● GIVEN PROBLEM
Revise everything from the start of the records down to the line containing "(1052, 154)" by replacing "wristband" with "armband" and leaving all else unchanged.

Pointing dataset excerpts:
+++++

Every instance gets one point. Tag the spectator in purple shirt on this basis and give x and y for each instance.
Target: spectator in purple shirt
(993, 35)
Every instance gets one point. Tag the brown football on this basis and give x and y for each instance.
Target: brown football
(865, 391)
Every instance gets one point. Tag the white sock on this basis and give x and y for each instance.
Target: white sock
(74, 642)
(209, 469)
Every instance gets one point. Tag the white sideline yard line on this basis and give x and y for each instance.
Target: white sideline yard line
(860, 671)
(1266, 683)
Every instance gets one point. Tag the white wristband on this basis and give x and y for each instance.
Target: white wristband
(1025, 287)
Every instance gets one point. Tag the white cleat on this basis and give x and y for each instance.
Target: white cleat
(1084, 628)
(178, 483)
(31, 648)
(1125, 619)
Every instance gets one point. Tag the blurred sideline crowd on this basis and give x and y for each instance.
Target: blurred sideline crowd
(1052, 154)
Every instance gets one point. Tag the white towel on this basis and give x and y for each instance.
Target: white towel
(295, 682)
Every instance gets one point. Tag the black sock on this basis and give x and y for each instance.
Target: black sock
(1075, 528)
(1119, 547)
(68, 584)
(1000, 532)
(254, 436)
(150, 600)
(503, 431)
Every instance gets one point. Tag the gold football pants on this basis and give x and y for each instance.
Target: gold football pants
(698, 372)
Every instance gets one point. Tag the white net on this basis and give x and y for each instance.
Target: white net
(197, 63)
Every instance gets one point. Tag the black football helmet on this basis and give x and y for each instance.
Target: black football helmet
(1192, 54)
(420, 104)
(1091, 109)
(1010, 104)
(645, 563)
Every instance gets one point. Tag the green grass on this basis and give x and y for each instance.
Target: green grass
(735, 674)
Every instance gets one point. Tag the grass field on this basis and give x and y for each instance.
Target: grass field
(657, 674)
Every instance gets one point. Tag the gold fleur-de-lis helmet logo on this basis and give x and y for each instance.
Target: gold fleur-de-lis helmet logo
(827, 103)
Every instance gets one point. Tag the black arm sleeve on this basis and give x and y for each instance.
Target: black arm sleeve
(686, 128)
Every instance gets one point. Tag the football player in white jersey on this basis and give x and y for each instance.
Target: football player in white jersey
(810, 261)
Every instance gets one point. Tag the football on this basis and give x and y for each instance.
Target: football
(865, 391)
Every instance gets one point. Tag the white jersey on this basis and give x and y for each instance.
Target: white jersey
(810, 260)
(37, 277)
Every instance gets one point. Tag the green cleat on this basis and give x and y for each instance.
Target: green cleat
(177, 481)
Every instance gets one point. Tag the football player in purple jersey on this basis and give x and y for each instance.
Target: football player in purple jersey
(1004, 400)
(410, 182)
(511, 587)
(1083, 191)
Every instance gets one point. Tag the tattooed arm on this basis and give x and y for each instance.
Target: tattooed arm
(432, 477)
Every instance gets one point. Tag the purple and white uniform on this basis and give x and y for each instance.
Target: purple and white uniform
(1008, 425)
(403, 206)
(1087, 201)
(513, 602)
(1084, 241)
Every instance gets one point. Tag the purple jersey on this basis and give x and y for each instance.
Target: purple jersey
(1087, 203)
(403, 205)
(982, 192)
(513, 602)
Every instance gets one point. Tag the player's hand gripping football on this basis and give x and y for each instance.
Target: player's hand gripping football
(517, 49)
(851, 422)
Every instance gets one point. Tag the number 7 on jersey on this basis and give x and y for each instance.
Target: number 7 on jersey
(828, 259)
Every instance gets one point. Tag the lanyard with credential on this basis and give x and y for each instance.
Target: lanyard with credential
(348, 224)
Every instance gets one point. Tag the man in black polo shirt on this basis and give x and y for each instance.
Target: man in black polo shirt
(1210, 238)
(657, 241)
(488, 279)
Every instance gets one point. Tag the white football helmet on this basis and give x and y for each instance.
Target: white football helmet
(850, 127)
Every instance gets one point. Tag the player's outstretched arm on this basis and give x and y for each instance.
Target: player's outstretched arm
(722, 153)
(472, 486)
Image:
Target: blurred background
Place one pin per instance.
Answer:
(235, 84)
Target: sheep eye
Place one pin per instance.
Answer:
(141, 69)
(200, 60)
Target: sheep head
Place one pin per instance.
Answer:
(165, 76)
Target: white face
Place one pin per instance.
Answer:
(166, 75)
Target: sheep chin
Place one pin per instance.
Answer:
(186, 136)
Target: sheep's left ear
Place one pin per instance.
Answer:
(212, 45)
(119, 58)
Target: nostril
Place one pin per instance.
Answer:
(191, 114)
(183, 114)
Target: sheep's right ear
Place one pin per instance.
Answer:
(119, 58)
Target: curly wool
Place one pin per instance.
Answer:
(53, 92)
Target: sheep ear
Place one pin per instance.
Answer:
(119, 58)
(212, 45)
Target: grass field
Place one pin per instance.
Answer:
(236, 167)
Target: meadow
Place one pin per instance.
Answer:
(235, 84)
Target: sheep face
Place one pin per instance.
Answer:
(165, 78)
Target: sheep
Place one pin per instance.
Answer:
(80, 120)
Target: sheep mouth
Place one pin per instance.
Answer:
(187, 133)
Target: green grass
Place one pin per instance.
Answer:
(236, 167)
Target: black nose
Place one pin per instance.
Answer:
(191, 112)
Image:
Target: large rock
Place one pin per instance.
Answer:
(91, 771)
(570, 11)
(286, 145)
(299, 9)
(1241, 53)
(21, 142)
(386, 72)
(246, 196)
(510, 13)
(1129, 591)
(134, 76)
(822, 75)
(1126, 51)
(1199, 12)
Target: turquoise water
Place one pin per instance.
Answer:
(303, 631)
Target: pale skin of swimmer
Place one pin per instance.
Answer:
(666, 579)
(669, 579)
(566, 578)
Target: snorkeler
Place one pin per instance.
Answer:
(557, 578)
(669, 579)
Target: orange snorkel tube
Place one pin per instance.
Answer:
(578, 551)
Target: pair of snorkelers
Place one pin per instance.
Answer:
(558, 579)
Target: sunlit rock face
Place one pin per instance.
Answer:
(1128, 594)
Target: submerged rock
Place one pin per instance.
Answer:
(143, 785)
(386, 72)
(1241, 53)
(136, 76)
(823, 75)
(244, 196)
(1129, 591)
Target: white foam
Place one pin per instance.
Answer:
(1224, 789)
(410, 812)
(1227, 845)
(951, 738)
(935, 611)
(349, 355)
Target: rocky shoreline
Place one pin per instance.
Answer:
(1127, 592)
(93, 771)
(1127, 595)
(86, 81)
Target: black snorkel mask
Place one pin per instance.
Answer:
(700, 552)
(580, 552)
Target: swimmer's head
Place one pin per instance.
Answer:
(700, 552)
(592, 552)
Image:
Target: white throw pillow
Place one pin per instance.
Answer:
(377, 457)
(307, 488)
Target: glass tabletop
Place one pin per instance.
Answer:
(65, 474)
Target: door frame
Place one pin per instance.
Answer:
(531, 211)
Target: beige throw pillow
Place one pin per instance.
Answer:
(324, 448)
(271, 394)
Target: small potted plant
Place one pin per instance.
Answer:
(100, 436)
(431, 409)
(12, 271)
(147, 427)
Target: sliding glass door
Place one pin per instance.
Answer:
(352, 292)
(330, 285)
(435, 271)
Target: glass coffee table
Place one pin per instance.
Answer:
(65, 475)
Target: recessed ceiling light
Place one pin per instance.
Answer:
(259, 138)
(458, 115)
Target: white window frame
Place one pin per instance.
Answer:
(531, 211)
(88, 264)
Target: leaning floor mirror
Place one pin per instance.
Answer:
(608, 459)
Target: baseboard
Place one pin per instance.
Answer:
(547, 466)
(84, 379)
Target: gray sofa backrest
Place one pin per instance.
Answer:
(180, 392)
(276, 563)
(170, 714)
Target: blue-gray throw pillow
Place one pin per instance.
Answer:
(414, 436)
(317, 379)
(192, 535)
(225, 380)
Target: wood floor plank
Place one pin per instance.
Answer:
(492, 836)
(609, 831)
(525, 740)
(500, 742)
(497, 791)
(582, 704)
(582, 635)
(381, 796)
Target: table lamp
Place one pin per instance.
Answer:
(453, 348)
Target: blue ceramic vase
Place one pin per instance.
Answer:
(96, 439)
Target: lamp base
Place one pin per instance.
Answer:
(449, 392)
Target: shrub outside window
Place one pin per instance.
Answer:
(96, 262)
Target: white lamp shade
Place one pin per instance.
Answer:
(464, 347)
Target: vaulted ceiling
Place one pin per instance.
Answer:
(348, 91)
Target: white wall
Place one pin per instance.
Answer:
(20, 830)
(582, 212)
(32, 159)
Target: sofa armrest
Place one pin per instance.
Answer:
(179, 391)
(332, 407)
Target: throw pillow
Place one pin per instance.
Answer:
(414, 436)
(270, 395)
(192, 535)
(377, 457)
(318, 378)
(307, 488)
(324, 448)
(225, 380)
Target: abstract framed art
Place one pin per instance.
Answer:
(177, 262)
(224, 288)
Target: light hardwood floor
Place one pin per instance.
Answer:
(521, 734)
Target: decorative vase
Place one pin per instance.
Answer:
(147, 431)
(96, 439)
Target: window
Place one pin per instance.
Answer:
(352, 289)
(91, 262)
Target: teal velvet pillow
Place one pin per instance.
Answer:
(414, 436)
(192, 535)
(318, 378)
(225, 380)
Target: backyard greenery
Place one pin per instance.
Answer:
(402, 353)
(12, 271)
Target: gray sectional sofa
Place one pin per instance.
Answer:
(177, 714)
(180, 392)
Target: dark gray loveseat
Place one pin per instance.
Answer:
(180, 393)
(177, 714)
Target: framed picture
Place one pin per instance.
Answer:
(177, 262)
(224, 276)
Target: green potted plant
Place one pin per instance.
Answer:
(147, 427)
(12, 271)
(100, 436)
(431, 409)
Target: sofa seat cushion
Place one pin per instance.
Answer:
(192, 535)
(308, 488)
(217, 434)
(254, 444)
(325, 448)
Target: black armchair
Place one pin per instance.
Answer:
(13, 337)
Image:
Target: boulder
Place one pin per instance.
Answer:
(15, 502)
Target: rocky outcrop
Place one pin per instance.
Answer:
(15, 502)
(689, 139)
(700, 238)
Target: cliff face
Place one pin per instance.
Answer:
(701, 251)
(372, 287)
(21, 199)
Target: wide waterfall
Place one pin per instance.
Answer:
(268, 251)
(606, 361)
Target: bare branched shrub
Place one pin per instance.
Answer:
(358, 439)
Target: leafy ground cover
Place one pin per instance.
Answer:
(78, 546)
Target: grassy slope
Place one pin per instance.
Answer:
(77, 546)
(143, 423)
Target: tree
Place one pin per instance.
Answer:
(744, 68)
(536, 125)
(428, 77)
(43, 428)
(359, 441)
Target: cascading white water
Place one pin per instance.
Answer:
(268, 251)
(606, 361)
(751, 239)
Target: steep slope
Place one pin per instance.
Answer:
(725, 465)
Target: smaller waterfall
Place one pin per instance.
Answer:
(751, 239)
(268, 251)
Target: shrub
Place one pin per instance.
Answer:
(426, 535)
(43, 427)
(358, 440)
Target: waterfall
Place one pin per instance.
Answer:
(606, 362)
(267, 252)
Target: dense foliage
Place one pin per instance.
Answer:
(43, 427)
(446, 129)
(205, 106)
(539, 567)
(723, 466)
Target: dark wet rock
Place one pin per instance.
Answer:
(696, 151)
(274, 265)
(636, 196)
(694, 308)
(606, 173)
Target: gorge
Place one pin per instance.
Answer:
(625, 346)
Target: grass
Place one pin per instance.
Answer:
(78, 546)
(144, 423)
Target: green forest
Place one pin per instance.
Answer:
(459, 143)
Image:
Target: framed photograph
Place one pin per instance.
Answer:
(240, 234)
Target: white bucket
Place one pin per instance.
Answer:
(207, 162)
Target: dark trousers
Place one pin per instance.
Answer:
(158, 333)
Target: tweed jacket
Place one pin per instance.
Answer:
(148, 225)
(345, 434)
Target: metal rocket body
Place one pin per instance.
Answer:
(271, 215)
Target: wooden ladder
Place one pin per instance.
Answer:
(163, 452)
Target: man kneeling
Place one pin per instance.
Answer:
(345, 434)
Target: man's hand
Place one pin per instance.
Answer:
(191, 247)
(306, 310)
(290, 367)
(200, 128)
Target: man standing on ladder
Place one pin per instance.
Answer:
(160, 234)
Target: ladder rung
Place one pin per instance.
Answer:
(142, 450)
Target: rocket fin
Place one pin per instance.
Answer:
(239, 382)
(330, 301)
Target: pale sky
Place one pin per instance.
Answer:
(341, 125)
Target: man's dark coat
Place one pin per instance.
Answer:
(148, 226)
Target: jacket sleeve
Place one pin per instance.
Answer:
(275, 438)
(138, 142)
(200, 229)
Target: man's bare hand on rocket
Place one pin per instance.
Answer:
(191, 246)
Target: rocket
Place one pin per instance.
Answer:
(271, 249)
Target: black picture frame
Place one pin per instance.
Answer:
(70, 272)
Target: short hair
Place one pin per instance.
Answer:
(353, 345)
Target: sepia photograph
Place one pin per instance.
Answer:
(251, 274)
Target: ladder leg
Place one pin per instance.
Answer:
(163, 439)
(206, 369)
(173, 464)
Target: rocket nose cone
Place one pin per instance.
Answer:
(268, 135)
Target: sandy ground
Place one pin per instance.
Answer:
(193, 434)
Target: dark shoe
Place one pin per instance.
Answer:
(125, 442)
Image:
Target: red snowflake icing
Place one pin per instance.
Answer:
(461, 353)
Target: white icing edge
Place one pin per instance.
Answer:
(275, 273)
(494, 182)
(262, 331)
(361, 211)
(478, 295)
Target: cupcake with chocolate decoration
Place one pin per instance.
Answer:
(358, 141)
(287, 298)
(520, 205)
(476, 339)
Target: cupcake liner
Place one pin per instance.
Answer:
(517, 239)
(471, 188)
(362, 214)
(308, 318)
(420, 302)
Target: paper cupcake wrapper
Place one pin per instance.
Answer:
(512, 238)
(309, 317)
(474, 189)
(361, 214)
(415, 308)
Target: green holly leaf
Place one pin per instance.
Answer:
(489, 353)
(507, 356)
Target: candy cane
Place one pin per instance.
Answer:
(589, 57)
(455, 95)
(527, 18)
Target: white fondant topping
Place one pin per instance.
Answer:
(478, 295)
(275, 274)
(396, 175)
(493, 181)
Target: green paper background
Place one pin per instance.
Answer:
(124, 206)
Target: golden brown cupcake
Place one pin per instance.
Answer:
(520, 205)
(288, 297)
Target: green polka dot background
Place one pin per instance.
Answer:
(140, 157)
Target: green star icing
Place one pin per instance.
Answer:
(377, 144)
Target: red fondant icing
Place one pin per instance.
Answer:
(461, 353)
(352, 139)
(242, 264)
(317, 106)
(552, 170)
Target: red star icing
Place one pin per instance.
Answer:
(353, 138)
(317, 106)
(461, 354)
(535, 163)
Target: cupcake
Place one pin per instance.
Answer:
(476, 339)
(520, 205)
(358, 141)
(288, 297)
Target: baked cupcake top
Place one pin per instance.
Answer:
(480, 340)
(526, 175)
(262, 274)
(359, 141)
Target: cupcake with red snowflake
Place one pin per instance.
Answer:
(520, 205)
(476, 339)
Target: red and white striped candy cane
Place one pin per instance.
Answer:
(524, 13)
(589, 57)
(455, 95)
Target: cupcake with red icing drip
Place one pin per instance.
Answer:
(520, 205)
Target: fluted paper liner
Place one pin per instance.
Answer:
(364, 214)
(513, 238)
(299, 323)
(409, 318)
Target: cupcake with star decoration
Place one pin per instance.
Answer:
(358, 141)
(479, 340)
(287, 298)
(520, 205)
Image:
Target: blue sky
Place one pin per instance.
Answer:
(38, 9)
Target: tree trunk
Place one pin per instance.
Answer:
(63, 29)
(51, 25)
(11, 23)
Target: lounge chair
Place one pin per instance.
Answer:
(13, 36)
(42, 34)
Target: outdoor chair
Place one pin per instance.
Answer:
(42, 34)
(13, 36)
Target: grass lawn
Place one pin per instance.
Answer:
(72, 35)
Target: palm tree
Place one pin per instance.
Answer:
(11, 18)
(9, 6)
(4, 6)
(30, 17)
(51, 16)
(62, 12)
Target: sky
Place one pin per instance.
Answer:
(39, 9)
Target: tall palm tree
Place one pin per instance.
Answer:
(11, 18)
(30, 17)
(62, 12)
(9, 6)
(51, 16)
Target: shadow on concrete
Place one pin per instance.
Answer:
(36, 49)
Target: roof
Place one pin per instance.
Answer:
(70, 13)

+++++

● ANSWER FOR THE TASK
Every instance gets one point. Tag the spectator in purple shirt on this basis and give x and y for each instance.
Target: spectator in purple shirt
(993, 35)
Every instance gets one point. Tag the brown football on this basis and give x and y for each instance.
Target: brown football
(865, 391)
Every instance gets one point. Tag the white sock on this basis and give x and y for each instance.
Target: white sock
(74, 642)
(209, 469)
Every instance gets one point. Tag the white sideline yard line on this basis and give x and y for each instance.
Target: white sideline yard line
(860, 671)
(1266, 683)
Every instance gets one point. Tag the white armband on this basis and give x and y for each instance.
Target: white armband
(1025, 287)
Every instance gets one point. Tag the white cleat on this basis and give x and y for each instance.
Target: white cleat
(1084, 628)
(178, 483)
(31, 648)
(1125, 619)
Every instance gets one point. Tag the blurred sideline crowd on this basis and give x and y for each instance.
Target: blurred sideline crowd
(1052, 154)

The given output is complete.